Source document ::

-.-.-

Then they found the church I was a member of (at times I was the one who
brought them).

The first thing that often noticeably improved their general well-being was
being _seen_ as a person. People would come talk to this newcomer and involve
them in some of the weekly activities. Another aspect of church that improved
their life was regaining a sense of rhythm that they had lost: a weekly Sunday
service + activities after, a weekly 'small-group' meeting at someone's house
(and a big source of new friendships), the usual religious holidays, etc.

But the thing that seemed to most improve their situation was becoming
_active_ as volunteers. This would speed up the making-friends process, give
them a sense of purpose, take them 'out of themselves' (and their troubles) by
focusing on others, and their new responsibilities provided an increase in
self-worth (and sometimes even an income, if they were among the 'paid
volunteers').

I've seen people that I couldn't imagine 'getting better' regain a sense of
normalcy, confidence and even happiness in astonishingly short periods of
time.

Now obviously there's also a lot I saw in churches that I didn't like. But
I've not found an alternative, at least not as visible as churches, that seems
as effective, to the point where I'm almost inclined to encourage 'troubled
people' to maybe give church a shot.

------
alphonsegaston
I think a lot of these "deaths of despair" are the result of America's racist
mythology running up against the realities of wealth inequality in a Late
Capitalist society. For a long time, the white working and middle classes have
been duped into believing themselves in solidarity with the (predominantly
white) wealthy elite, only a few steps way from achieving their rank and
status.

But as the vicissitudes of our economy make this delusion more and more
untenable, instead of freeing themselves from the racist mythology, they
internalize the circumstances of their economic position as a failure to
achieve what is "expected of them." This of course leads to all of the
despairing acts described in the article.

The situation reminds me a lot of the arguments made by first wave male
feminists, about how patriarchical structures are as oppressive to men as they
are to women. Considering we haven't moved the needle very far in that domain,
I'm not optimistic that we can shed the burden of our racist mythos any more
easily.

-.-.-

Material shown ::
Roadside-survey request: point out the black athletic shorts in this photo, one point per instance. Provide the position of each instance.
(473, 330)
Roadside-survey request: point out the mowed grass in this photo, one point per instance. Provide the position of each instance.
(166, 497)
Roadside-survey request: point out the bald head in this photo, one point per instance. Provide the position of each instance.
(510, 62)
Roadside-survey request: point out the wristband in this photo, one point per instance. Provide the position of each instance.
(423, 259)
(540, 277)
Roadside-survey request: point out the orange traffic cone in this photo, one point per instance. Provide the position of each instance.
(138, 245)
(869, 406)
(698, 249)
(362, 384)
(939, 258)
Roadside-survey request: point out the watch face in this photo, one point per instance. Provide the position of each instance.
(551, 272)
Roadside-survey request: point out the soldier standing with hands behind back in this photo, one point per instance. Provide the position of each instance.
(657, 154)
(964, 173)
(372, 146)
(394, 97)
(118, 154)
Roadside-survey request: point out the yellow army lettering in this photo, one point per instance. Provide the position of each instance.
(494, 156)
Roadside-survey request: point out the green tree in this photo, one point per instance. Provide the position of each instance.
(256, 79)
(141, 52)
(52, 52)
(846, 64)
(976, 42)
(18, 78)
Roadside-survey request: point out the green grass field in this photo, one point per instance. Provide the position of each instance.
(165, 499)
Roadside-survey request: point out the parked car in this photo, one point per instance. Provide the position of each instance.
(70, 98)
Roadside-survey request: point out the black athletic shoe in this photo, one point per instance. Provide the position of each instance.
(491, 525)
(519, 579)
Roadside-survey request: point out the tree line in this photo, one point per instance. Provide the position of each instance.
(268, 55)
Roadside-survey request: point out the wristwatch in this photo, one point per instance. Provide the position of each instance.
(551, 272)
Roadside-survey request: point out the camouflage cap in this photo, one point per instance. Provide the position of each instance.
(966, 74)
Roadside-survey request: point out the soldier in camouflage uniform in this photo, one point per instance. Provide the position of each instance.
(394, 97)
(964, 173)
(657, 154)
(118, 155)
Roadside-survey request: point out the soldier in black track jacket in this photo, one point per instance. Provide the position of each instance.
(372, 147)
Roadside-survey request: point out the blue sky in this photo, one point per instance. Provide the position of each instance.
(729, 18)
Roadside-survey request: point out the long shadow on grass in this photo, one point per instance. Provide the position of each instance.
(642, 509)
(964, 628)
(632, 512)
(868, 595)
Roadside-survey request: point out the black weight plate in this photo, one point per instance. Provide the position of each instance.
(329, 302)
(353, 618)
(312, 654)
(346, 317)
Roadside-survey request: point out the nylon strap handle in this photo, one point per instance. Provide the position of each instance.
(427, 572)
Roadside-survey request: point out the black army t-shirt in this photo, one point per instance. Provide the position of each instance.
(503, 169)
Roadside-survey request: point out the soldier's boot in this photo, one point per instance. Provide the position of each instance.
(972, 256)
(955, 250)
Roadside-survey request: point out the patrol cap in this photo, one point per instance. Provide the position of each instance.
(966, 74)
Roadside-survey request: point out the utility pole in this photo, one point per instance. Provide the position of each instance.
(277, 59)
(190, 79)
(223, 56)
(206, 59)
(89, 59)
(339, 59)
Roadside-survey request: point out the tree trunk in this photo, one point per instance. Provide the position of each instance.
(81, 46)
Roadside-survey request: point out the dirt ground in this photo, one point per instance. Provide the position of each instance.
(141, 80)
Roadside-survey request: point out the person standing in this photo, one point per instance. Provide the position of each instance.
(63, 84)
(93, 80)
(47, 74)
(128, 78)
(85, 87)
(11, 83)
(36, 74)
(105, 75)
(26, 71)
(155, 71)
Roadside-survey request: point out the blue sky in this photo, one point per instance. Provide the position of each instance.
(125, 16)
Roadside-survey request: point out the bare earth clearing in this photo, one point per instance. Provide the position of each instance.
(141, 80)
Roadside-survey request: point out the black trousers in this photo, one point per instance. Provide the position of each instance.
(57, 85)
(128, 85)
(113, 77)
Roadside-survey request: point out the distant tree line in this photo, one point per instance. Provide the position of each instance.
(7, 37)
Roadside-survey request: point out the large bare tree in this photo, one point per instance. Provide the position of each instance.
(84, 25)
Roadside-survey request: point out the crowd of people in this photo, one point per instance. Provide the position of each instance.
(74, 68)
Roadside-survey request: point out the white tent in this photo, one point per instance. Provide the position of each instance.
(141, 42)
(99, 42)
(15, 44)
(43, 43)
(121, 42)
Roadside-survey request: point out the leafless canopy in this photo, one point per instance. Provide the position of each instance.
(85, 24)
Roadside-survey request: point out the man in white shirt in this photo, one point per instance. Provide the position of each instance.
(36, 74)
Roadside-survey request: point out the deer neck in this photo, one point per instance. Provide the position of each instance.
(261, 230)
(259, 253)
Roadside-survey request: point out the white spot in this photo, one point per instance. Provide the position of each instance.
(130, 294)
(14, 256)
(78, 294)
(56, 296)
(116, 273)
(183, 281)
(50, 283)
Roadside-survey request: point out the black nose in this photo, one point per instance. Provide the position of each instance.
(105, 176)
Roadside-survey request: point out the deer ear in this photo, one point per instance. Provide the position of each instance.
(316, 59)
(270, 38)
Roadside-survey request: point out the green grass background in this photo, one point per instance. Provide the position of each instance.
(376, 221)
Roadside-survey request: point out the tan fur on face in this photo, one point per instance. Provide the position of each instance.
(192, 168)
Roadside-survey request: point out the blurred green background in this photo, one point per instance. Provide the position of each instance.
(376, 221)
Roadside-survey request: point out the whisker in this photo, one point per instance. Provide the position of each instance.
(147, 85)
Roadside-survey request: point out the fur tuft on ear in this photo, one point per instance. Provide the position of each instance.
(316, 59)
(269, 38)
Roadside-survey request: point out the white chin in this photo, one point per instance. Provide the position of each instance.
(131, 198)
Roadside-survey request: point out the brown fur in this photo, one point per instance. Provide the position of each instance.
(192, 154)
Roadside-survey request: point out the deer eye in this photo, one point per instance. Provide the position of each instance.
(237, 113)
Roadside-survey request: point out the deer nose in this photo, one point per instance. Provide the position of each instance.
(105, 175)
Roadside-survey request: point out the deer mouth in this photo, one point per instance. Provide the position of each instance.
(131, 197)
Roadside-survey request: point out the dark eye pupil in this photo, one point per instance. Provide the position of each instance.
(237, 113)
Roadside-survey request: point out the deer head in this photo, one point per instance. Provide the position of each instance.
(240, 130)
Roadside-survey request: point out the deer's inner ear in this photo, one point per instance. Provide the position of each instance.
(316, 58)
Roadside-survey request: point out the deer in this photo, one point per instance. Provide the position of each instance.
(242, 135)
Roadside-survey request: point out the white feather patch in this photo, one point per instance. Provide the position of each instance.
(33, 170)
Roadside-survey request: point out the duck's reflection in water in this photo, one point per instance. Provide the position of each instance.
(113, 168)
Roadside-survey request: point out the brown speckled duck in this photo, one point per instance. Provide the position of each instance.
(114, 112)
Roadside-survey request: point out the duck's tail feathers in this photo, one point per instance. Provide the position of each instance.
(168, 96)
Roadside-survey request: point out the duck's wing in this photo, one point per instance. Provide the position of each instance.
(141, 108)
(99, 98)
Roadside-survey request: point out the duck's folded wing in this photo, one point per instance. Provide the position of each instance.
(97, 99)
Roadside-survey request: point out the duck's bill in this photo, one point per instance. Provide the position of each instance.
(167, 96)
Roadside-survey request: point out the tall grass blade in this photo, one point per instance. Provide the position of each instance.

-.-.-

Written instruction 1 ::
In the forum thread about church and despair, what does the first writer say most improved the situation of the people who found the church?
Written instruction 2 ::
Pick up the forum thread about church and despair after its last sentence and keep writing it.
The records come from a different source than the text.

Task output 1 ::
Becoming active as volunteers.

Task output 2 ::
------
vosper
The article is a bit light on substance. The author is writing about a
hypothesis that the researchers have emphasized is still in development, and
includes (to his credit) what seems to me a pretty strong critique of their
work from a statistician at another university. And throws in some anecdotes
(which I find more compelling - the "got injured at work, lost my job, lost my
home" story is one we hear all too often in the US, because there's no safety
net).

------
otakucode
They're right. The ones that are in despair, I mean. As much as I love
computers, they have been involved (I do not believe them responsible, being
only tools) in a great swindle. Around 1980, computers entered the workplace.
Around 1980, median wages froze. And they have remained frozen since. Cost of
living has not frozen.

Between 1950 and 1980, the median wage of the lower 90% of the US economy rose
by 75%. Between 1980 and 2010, that median wage rose by 1%. Meanwhile, the
median wage of the top 10% during that period rose by 495%.

Every single iota of productivity enhancement which was realized through
computers, software, and automation technology was sequestered by the upper
class and trapped in the financial services market, never to re-enter the
economy.

When your workers productivity increases by 3-7% every year, it is very easy
to be amenable to raises which keep apace with the value of the work being
done. When computers show up and your employees experience the productivity
multiplier of software, leaping 50 or 60% or more in a year... what then?
Giving a 50% raise sounds like patent madness. Yes the work they did produced
50% more value, but if they claim to be entitled to any of that value they
created, well, you can just say 'the machine did the work' right? So that's
what was done.

We've seen this before. When large factories and assembly lines sprang up.
Society and employers told workers 'the machines are doing the work' and the
fact the workers were creating more value was not reflected in their pay.
Eventually there were situations where when a law was proposed in New York
which restricted bakeries not permitting them to work people more than 60
hours per week (10 hours 6 days a week), people balked at the radical
progressiveness of such an idea. Many businesses were getting entire families
(children included, laws against child labor were similarly overturned and
said to infringe upon the rights of both employers and workers) working 16
hour days 6 days a week and paying them so little that the family could barely
afford housing and food.

People eventually, of course, got fed up and we got labor laws and other
protections via the New Deal. For some businesses, that amounted to their
labor costs raising 600% overnight. And they were fine.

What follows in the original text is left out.